### ACTIVITY
Read the lines of the data below and retrieve those with "calla".

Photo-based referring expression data

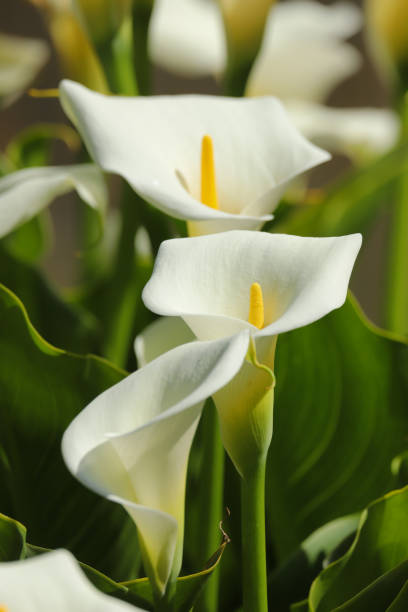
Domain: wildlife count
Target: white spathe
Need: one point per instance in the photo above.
(24, 193)
(303, 54)
(52, 582)
(155, 144)
(177, 44)
(207, 280)
(131, 444)
(357, 132)
(159, 337)
(20, 61)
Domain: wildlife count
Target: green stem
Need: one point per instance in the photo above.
(253, 539)
(141, 13)
(236, 77)
(211, 503)
(397, 307)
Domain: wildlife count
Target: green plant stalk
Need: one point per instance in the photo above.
(141, 13)
(119, 335)
(253, 539)
(397, 303)
(211, 503)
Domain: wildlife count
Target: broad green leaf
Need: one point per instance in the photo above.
(33, 145)
(60, 323)
(12, 539)
(13, 546)
(375, 568)
(188, 588)
(353, 203)
(43, 389)
(340, 419)
(291, 581)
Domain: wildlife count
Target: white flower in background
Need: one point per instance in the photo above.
(179, 45)
(220, 163)
(358, 133)
(52, 582)
(265, 283)
(303, 56)
(24, 193)
(20, 61)
(131, 444)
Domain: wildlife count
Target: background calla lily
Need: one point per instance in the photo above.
(26, 192)
(52, 582)
(131, 444)
(20, 60)
(302, 58)
(154, 143)
(207, 281)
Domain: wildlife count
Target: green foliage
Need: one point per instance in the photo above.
(372, 573)
(340, 419)
(43, 388)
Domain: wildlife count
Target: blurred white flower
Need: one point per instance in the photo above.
(52, 582)
(131, 444)
(24, 193)
(20, 61)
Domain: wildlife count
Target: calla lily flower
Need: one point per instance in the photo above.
(154, 143)
(302, 58)
(52, 582)
(265, 283)
(357, 132)
(20, 60)
(179, 45)
(131, 444)
(24, 193)
(303, 54)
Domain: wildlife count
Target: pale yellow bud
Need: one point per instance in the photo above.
(76, 55)
(244, 22)
(388, 20)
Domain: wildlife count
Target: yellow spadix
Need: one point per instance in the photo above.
(208, 184)
(256, 307)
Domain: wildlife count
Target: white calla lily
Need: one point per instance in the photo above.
(303, 54)
(159, 337)
(154, 143)
(219, 283)
(26, 192)
(20, 60)
(52, 582)
(131, 444)
(177, 43)
(302, 58)
(357, 132)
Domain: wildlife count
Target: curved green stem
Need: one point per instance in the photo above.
(397, 306)
(253, 539)
(211, 503)
(141, 13)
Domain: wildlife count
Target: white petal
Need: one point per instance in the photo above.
(187, 37)
(353, 131)
(161, 336)
(52, 582)
(303, 55)
(25, 193)
(131, 444)
(155, 143)
(207, 280)
(20, 60)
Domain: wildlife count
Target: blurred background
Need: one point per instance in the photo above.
(364, 88)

### RESPONSE
Target: background calla lily
Target: calla lily flower
Target: white calla lily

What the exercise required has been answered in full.